◆ **DOCUMENT EXTRACT**:
Update documents and benchmark results.

Author: junyiq-nv

examples/hstu/inference/README.md

@@ -2,9 +2,9 @@
 
 ## Key Features
 
-1. Cache for KV data
+1. Asynchronous Cache Manager for KV data
 
-We use GPU memory and host storage for KV data cache., as in `GpuKVCacheManager` and `HostKVStorageManager`. This can help to reduce the recomputation of KV data.
+We use GPU memory and host storage for KV data cache as in `AsyncKVCacheManager`. This can help to reduce the recomputation of KV data. All the kvcache related operations are implemented as asynchronous, in order to hide the overhead with inference computation.
 
 The GPU KV cache is organized as a paged KV-data table, and supports KV data adding/appending, lookup and eviction. When appending new data to the GPU cache, we will evict data from the oldest users according to the LRU policy if there is no empty page. The HSTU attention kernel also accepts KV data from a paged table.
 
@@ -33,33 +33,16 @@ The dense module is served as one instance per GPU, and the KV cache is not supp
 ### KVCache Usage
 
 1. KVCache Manager supports the following operations:
-* `get_user_kvdata_info`: to get current cached length and index of the first cached tokens in the history sequence
-* `prepare_kv_cache`: to allocate the required cache pages. The input history sequence need to be 
-* `paged_kvcache_ops.append_kvcache`: the cuda kernel to copy the `K, V` values into the allocated cache pages
-* `offload_kv_cache`: to offload the KV data from GPU KVCache to Host KV storage.

◆ **TASKS TO PERFORM**:
1. Summarize the HSTU inference README update in two sentences.
2. Write the next several lines of the HSTU inference README update, starting after its last line.

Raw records
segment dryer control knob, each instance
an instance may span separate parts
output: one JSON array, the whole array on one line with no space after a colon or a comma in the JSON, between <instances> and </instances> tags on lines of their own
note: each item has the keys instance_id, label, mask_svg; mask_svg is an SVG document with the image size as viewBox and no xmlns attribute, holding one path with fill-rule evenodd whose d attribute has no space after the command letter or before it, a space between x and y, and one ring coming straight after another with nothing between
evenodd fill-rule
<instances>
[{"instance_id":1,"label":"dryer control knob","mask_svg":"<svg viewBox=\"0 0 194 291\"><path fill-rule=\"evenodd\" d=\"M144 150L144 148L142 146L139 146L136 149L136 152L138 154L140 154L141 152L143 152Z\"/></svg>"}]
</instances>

--

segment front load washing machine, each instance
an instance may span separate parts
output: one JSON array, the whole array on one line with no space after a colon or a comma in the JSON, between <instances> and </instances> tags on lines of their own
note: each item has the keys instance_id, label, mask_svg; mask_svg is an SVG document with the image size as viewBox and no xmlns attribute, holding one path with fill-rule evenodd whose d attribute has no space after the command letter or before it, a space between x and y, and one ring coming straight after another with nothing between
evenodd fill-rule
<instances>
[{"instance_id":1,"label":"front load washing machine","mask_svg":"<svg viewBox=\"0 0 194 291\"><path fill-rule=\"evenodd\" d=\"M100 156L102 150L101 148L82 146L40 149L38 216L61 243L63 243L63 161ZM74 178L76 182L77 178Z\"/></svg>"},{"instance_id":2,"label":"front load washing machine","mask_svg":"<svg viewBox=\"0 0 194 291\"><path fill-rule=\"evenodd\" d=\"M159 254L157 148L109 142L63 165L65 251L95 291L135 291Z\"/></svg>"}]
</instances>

◆ **THE REPLIES**:
1. The update renames the first key feature to an asynchronous cache manager for KV data, which uses GPU memory and host storage through `AsyncKVCacheManager` to reduce recomputation and runs all KV cache operations asynchronously to hide their overhead behind inference computation. The GPU cache is a paged KV-data table that evicts data from the oldest users under an LRU policy when no page is empty, and the update also removes the old list of KVCache Manager operations such as `get_user_kvdata_info`, `prepare_kv_cache` and `offload_kv_cache`.

2.
+* `prepare_kvcache_async`: to trigger the allocation for required KV cache pages, kvcache_metadata computation, and onload the KV data from Host KV storage to GPU KVCache in background.
+* `prepare_kvcache_wait`: to wait the new KV cache pages allocation and kvcache_metadata computation.
+* `paged_kvcache_ops.append_kvcache`: the cuda kernel to copy the `K, V` values into the allocated cache pages.
+* `offload_kvcache`: to trigger offloading the KV data from GPU KVCache to Host KV storage in background.
 * `evict_kv_cache`: to evict all the KV data in the KVCache Manager.
 
-2. Currently, the KVCache manager need to be access from a single thread.
+2. Currently, the KVCache manager need to be access from a single inference stream. No multi-stream support.
 
-3. For different requests, the call to `get_user_kvdata_info` and `prepare_kv_cache` need to be in order and cannot be interleaved. Since the allocation in `prepare_kv_cache` may evict the cached data of other users, which changes the user kvdata_info.
+3. The KVCache manager accepts full user history sequence as input. The removal of cached tokens in sequences is completed within inference forward pass.
 
-4. The KVCache manager does not support uncontinuous user history sequence as input from the same user. The overlapping tokens need to be removed before sending the sequence to the inference model. Doing the overrlapping removal in the upstream stage should be more performant than in the inference model.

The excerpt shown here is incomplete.